_How to complete this task_
Beginning with the first line of the data below, reproduce every line unchanged, ending with the line that holds "338 157 L 384".

_Collected data_
************

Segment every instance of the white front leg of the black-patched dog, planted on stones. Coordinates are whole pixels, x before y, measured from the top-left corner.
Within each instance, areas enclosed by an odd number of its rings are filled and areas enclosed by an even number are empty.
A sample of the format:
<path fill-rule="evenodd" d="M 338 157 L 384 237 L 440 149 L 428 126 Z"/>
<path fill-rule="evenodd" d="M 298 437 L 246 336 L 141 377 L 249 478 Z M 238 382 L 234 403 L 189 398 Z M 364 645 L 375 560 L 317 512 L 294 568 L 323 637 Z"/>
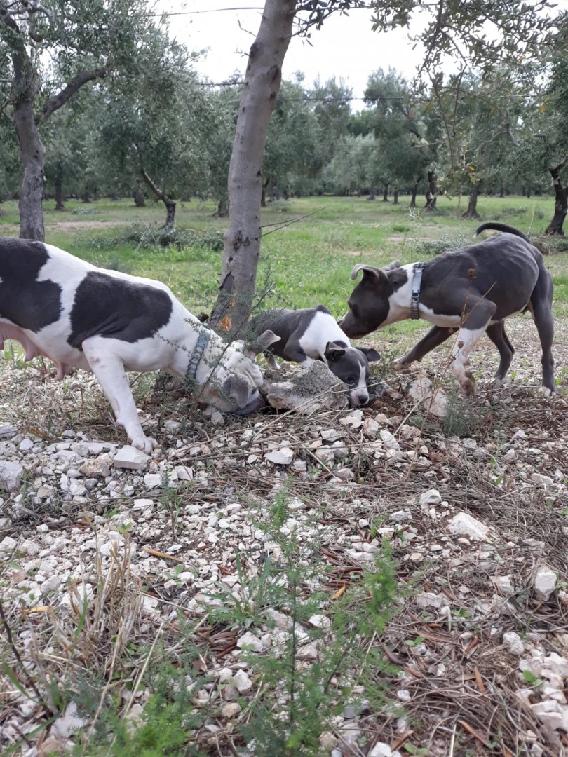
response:
<path fill-rule="evenodd" d="M 123 426 L 133 447 L 149 454 L 152 447 L 158 446 L 158 442 L 148 438 L 142 431 L 123 362 L 113 354 L 109 342 L 111 340 L 96 336 L 86 339 L 83 342 L 83 353 L 111 403 L 117 423 Z"/>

************

_Written response_
Segment every instance of the white front leg of the black-patched dog, planted on stones. Coordinates are whole pixels, x before y, measured from the top-left corner.
Within each instance, areas enclosed by an odd number of its rings are filled and areas enclosed by an even number are empty.
A sample of the format:
<path fill-rule="evenodd" d="M 338 157 L 384 237 L 440 149 L 428 126 Z"/>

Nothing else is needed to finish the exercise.